Point labeling rows
## Begin

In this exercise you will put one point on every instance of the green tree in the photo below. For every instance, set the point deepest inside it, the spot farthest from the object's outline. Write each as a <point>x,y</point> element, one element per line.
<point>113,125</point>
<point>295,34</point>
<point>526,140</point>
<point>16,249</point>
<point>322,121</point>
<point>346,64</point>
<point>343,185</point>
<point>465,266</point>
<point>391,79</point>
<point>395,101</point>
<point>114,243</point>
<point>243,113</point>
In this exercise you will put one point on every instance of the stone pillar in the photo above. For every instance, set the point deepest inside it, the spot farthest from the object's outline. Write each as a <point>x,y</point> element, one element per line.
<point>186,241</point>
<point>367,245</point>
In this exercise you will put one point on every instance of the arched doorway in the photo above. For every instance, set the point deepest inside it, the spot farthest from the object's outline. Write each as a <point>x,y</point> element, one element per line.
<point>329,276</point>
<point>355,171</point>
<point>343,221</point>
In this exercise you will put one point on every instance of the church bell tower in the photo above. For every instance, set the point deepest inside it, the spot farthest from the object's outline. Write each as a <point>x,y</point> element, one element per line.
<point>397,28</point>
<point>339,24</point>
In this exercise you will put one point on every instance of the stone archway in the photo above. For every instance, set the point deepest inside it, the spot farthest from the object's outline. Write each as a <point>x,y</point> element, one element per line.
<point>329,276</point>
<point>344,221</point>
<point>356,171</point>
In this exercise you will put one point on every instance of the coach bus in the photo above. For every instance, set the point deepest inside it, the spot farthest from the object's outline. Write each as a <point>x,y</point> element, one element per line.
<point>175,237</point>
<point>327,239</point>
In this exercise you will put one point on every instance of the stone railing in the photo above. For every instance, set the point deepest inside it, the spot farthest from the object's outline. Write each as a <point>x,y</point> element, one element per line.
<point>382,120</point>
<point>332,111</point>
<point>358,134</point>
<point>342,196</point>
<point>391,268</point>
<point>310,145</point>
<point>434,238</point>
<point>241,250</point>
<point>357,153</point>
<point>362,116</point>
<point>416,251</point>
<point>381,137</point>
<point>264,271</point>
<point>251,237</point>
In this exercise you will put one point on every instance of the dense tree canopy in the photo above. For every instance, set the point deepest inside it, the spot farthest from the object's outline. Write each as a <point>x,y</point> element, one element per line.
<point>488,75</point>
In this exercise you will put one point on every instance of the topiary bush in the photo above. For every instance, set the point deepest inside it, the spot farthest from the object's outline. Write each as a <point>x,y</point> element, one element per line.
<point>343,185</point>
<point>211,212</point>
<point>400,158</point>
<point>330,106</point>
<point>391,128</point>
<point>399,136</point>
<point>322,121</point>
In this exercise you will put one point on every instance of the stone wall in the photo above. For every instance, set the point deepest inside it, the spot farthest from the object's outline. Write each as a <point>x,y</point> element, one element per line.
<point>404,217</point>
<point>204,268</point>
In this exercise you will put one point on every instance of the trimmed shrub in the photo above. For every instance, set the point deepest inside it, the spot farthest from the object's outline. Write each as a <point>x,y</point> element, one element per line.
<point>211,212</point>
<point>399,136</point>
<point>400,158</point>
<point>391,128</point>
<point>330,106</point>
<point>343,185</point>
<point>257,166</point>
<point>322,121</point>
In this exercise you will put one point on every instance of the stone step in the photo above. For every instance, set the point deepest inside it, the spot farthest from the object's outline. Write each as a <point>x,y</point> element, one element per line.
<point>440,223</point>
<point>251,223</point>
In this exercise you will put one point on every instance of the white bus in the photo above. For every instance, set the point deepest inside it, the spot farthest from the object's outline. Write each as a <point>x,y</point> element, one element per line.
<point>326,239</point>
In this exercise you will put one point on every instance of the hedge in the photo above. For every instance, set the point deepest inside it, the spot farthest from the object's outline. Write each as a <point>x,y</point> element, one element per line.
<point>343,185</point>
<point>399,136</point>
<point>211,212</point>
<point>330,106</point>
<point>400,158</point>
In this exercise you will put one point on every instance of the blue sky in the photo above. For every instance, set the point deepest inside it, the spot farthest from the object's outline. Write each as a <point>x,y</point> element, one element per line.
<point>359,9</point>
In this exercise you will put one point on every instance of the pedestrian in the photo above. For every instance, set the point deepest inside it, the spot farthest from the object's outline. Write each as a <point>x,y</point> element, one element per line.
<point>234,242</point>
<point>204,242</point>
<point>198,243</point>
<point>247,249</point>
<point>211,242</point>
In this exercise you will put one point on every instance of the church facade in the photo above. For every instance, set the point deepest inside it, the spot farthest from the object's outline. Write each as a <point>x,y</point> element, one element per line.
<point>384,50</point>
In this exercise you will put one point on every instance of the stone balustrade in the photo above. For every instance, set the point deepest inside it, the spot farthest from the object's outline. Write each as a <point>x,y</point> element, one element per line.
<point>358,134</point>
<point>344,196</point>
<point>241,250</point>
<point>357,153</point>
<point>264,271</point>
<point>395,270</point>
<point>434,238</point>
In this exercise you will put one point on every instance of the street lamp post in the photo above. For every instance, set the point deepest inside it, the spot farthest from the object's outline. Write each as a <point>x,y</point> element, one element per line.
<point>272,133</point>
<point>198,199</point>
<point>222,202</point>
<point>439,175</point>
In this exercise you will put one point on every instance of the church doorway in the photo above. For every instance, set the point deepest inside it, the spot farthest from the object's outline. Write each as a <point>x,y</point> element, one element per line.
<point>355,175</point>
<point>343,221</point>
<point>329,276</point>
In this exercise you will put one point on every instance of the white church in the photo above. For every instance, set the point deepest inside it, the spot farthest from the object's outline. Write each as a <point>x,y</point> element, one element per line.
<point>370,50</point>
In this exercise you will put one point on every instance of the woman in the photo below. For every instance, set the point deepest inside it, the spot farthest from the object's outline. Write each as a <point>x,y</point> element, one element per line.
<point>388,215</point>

## End
## Begin

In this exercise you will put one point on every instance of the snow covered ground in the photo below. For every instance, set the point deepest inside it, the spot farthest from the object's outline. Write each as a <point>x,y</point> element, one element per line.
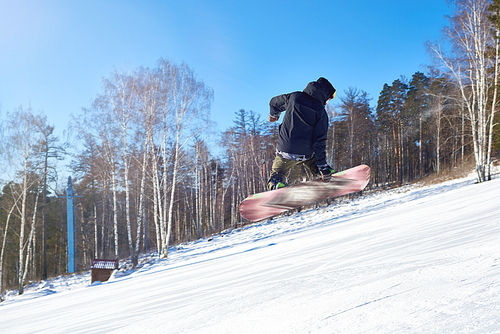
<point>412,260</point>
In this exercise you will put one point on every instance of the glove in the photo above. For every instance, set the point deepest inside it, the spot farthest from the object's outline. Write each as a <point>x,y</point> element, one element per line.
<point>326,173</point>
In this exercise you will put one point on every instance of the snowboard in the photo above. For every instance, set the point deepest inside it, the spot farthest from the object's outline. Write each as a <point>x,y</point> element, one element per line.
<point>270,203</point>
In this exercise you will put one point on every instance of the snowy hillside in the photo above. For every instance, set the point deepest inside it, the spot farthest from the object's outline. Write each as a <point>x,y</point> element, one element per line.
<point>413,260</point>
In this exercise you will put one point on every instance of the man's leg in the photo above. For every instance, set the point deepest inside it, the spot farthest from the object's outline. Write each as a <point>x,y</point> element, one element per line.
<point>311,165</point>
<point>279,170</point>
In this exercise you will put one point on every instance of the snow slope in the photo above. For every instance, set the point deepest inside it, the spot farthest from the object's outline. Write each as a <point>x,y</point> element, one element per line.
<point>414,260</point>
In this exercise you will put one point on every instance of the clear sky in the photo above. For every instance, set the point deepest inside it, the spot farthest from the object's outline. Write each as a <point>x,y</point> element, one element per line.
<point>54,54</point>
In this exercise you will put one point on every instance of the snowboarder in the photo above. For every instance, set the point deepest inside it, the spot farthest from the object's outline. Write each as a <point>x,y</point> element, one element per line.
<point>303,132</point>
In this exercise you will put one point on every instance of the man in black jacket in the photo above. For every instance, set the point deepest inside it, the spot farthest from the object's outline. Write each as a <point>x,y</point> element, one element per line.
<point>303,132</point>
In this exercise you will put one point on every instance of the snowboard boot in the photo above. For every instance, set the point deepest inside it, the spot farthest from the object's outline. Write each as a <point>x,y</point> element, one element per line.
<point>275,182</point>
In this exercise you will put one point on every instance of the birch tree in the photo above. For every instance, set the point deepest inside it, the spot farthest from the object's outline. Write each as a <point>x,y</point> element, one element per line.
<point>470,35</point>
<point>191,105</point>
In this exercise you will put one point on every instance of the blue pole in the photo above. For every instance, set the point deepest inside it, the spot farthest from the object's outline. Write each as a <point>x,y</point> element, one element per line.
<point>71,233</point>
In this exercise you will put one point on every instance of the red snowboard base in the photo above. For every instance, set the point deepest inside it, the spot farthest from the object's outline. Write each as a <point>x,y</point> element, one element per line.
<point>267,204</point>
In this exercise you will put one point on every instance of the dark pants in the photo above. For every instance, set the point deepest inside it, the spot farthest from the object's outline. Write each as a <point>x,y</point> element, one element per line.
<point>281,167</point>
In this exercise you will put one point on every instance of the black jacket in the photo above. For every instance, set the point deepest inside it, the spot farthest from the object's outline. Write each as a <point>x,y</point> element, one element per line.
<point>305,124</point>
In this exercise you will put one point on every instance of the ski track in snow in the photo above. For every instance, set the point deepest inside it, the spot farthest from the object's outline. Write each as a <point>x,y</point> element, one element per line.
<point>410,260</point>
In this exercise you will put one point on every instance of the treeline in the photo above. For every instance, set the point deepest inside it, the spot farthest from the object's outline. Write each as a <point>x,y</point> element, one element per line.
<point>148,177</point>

## End

Exercise directions:
Can you put the lines in the rows above into a JSON list of strings, starting at the line that contains "of the green" and ending at the line that contains "<point>243,113</point>", both included, with one string per line and any blank lines left out?

Full answer:
[
  "In this exercise you will put one point on every instance of the green tree in the photo below. For every instance, set the point deepest inside it, the spot farthest from the object's outline. Write each as a <point>x,y</point> element, one element per line.",
  "<point>113,125</point>",
  "<point>295,34</point>",
  "<point>526,140</point>",
  "<point>16,249</point>",
  "<point>322,121</point>",
  "<point>346,64</point>",
  "<point>343,185</point>",
  "<point>465,266</point>",
  "<point>391,79</point>",
  "<point>395,101</point>",
  "<point>114,243</point>",
  "<point>243,113</point>"
]